What you are asked to do
Extract exactly the range of lines bounded by the line containing "palm tree in" and the final line of the listing, both ends included, and no other lines.

— Start of Record set —

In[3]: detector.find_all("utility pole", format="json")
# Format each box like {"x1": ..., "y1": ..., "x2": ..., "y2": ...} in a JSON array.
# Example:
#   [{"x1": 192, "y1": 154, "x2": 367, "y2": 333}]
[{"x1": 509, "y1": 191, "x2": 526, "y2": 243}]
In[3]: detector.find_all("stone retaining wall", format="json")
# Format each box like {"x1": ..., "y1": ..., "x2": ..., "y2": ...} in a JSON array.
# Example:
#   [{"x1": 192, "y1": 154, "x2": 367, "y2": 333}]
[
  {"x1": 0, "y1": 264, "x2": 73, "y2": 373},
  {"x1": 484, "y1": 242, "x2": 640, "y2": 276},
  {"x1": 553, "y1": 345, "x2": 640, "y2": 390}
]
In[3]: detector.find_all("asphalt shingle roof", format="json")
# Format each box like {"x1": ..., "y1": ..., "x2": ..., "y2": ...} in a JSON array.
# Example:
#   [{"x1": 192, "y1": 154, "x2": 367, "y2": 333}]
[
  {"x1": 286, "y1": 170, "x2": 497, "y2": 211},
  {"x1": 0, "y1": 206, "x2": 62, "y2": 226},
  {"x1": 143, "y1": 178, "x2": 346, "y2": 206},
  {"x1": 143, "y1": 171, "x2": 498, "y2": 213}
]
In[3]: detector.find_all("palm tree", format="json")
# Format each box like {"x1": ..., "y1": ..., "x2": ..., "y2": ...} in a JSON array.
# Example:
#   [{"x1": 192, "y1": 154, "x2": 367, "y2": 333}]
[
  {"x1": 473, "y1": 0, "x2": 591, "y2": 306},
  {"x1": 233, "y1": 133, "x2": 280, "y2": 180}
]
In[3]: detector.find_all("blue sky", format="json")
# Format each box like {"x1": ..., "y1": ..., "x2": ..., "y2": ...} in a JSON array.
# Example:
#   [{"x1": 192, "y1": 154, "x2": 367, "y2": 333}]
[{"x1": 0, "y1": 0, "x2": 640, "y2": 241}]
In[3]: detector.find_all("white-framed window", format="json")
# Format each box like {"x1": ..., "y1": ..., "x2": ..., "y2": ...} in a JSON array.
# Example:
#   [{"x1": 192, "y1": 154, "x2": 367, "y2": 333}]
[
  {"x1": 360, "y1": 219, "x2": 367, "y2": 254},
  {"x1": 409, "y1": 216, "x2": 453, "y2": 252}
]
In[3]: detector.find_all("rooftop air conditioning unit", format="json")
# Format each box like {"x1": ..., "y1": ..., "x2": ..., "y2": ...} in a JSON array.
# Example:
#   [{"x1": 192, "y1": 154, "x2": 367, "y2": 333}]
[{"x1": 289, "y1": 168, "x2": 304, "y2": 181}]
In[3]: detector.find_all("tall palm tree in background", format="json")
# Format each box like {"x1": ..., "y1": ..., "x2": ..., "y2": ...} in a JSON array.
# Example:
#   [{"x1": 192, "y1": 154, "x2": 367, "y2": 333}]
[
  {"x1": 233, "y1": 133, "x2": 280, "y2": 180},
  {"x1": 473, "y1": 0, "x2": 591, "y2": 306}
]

— End of Record set —

Worked solution
In[3]: detector.find_all("tall palm tree in background", format="json")
# Format each box like {"x1": ..., "y1": ..., "x2": ..., "y2": ...} in a JSON array.
# Example:
#   [{"x1": 192, "y1": 154, "x2": 367, "y2": 333}]
[
  {"x1": 233, "y1": 133, "x2": 280, "y2": 180},
  {"x1": 473, "y1": 0, "x2": 591, "y2": 306}
]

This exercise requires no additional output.